Available records:
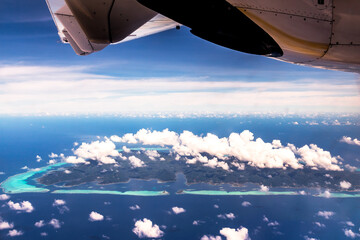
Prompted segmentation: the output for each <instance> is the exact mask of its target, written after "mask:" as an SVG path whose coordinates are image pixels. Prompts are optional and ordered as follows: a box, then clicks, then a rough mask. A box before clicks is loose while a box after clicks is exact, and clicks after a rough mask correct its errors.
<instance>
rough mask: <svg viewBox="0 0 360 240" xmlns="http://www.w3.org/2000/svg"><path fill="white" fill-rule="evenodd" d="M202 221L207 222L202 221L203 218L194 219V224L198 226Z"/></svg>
mask: <svg viewBox="0 0 360 240" xmlns="http://www.w3.org/2000/svg"><path fill="white" fill-rule="evenodd" d="M201 223H205V222H204V221H201V220H194V221H193V225H195V226H198V225H200V224H201Z"/></svg>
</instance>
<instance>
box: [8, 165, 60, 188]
mask: <svg viewBox="0 0 360 240" xmlns="http://www.w3.org/2000/svg"><path fill="white" fill-rule="evenodd" d="M65 164H67V163H64V162H61V163H56V164H53V165H49V166H46V167H42V168H40V169H38V170H30V171H28V172H25V173H20V174H17V175H14V176H11V177H9V178H8V179H6V180H5V181H4V182H2V183H1V188H2V189H3V191H4V193H26V192H48V191H49V189H46V188H40V187H37V186H34V185H30V184H28V182H27V181H28V179H30V178H31V177H32V176H34V175H35V174H38V173H44V172H46V171H49V170H51V169H53V168H56V167H60V166H62V165H65Z"/></svg>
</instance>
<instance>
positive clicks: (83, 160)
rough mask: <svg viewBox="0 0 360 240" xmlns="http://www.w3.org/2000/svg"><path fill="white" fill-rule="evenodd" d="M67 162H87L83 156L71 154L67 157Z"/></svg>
mask: <svg viewBox="0 0 360 240" xmlns="http://www.w3.org/2000/svg"><path fill="white" fill-rule="evenodd" d="M65 162H67V163H72V164H79V163H85V162H86V161H85V159H83V158H81V157H76V156H69V157H67V158H65Z"/></svg>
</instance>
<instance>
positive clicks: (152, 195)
mask: <svg viewBox="0 0 360 240" xmlns="http://www.w3.org/2000/svg"><path fill="white" fill-rule="evenodd" d="M52 193H64V194H111V195H128V196H163V195H169V193H167V192H163V191H125V192H120V191H108V190H82V189H72V190H55V191H53V192H52Z"/></svg>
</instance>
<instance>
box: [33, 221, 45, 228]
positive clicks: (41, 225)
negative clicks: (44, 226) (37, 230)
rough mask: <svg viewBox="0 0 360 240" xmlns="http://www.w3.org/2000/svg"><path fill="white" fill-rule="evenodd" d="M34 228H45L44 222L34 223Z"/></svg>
mask: <svg viewBox="0 0 360 240" xmlns="http://www.w3.org/2000/svg"><path fill="white" fill-rule="evenodd" d="M34 226H35V227H38V228H41V227H43V226H45V221H44V220H40V221H38V222H36V223H35V224H34Z"/></svg>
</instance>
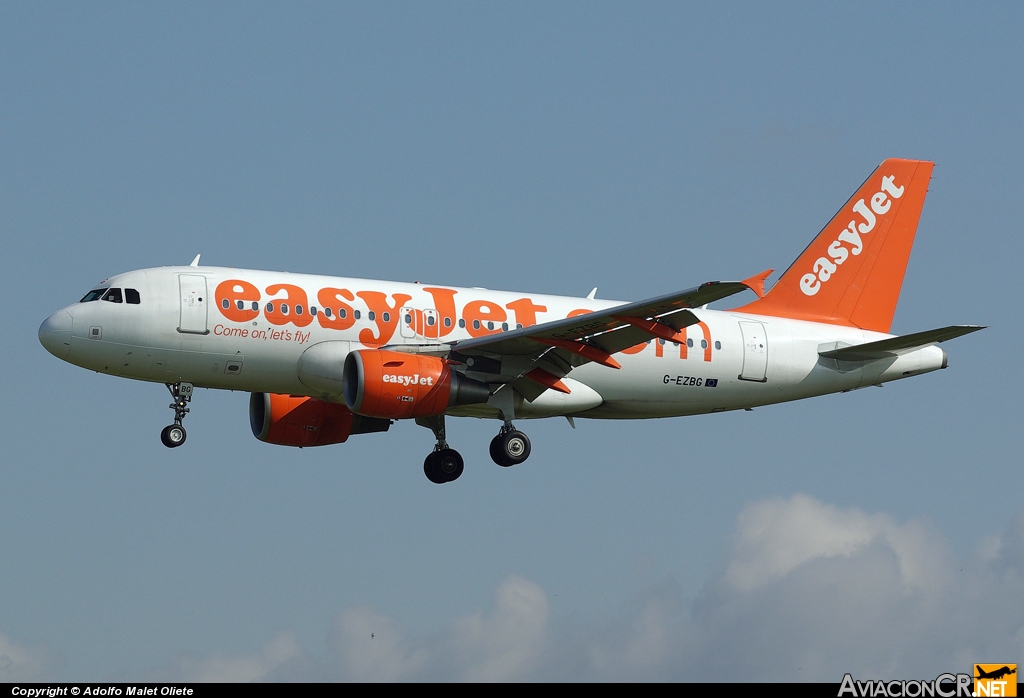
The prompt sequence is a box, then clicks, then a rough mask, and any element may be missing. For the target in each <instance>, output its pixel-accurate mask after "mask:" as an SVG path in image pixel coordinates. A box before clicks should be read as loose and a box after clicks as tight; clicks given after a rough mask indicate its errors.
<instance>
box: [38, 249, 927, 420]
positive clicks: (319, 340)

Instructions to follow: Apart from the images, retype the full material exactly as written.

Result:
Prompted segmentation: the output for each <instance> is the exact mask of its target, written after "mask:" as an SVG path whose coordinates are image pixels. Prompts are optional and ordered as follows: a box, then clicks, then a rough mask. A box before clicks is loose while a box after clicks is exact, and clicks after a rough mask correct its errors.
<instance>
rough mask: <svg viewBox="0 0 360 240" xmlns="http://www.w3.org/2000/svg"><path fill="white" fill-rule="evenodd" d="M202 221L207 222L202 221L203 218L194 219V224L198 226Z"/></svg>
mask: <svg viewBox="0 0 360 240" xmlns="http://www.w3.org/2000/svg"><path fill="white" fill-rule="evenodd" d="M201 223H205V222H204V221H201V220H194V221H193V225H195V226H198V225H200V224H201Z"/></svg>
</instance>
<instance>
box: [8, 165, 60, 188]
mask: <svg viewBox="0 0 360 240" xmlns="http://www.w3.org/2000/svg"><path fill="white" fill-rule="evenodd" d="M65 164H67V163H64V162H61V163H56V164H53V165H49V166H46V167H42V168H40V169H38V170H30V171H28V172H25V173H20V174H17V175H14V176H11V177H9V178H8V179H6V180H5V181H4V182H2V183H1V188H2V189H3V191H4V193H26V192H48V191H49V189H46V188H40V187H37V186H34V185H30V184H28V182H27V181H28V179H30V178H31V177H32V176H34V175H35V174H38V173H44V172H46V171H49V170H51V169H53V168H56V167H60V166H62V165H65Z"/></svg>
</instance>
<instance>
positive clicks: (83, 160)
rough mask: <svg viewBox="0 0 360 240" xmlns="http://www.w3.org/2000/svg"><path fill="white" fill-rule="evenodd" d="M67 162H87L83 156L71 154L67 157Z"/></svg>
mask: <svg viewBox="0 0 360 240" xmlns="http://www.w3.org/2000/svg"><path fill="white" fill-rule="evenodd" d="M65 162H67V163H72V164H79V163H85V162H86V161H85V159H83V158H81V157H76V156H69V157H67V158H65Z"/></svg>
</instance>
<instance>
positive clicks: (152, 195)
mask: <svg viewBox="0 0 360 240" xmlns="http://www.w3.org/2000/svg"><path fill="white" fill-rule="evenodd" d="M52 193H64V194H111V195H128V196H163V195H169V193H167V192H163V191H125V192H120V191H108V190H82V189H72V190H55V191H53V192H52Z"/></svg>
</instance>
<instance>
box: [33, 221, 45, 228]
positive clicks: (41, 225)
negative clicks: (44, 226) (37, 230)
rough mask: <svg viewBox="0 0 360 240" xmlns="http://www.w3.org/2000/svg"><path fill="white" fill-rule="evenodd" d="M34 228H45L44 222L34 223Z"/></svg>
mask: <svg viewBox="0 0 360 240" xmlns="http://www.w3.org/2000/svg"><path fill="white" fill-rule="evenodd" d="M34 226H35V227H38V228H41V227H43V226H45V221H44V220H40V221H38V222H36V223H35V224H34Z"/></svg>
</instance>
The prompt sequence is a box, then clicks, then a rough mask, and any element may be missing. For the target in each <instance>, output its pixel-accurate mask after "mask:" as an SVG path in image pixel coordinates. A box before clicks should be read as loose and a box after clicks as tight; clicks given after a rough mask indicate its errors.
<instance>
box: [38, 249, 927, 420]
positive clicks: (319, 340)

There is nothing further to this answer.